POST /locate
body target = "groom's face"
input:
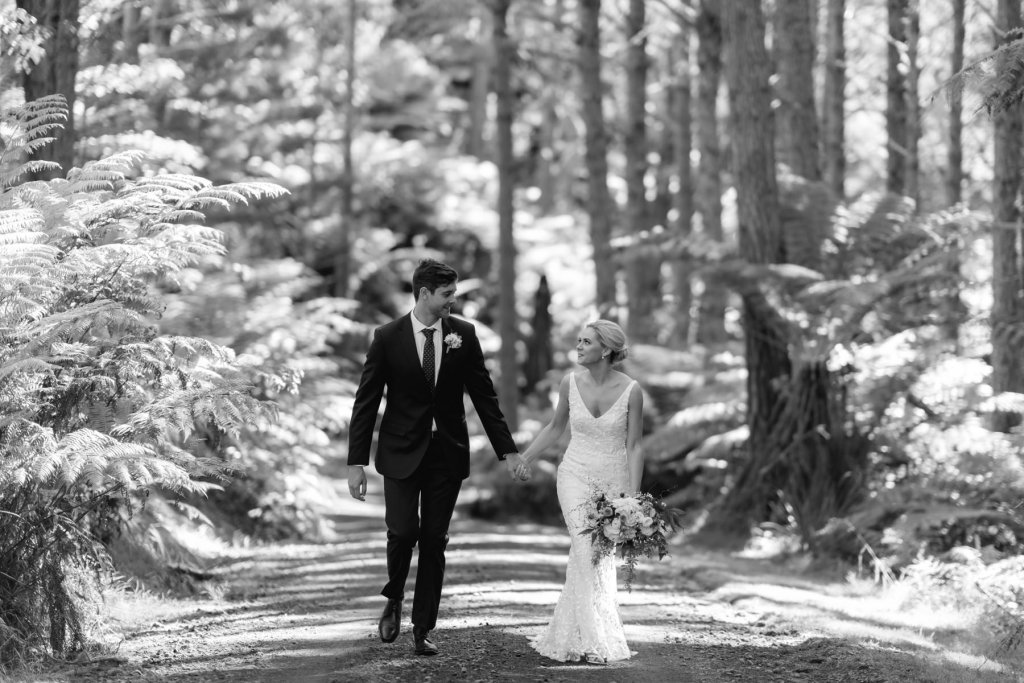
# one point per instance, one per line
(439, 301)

───

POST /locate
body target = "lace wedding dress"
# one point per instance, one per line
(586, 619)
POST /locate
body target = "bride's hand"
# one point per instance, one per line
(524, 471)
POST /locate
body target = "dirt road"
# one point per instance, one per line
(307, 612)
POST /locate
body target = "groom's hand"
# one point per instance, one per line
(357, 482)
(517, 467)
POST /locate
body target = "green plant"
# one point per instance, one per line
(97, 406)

───

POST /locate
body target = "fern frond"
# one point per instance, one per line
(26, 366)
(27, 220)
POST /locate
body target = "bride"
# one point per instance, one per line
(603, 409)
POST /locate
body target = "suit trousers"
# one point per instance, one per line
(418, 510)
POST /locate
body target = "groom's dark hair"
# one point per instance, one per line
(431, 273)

───

### Task to carry out
Return every line in the entries above that contains the word "body", matching case exactly.

### Response to this task
body target = "groom's face"
body target = "lace wedding dress"
body target = "bride's hand"
body target = "dirt road"
body target = "groom's hand"
body target = "green plant"
body target = "fern frond"
body target = "bride"
body target = "suit trousers"
body target = "groom's dark hair"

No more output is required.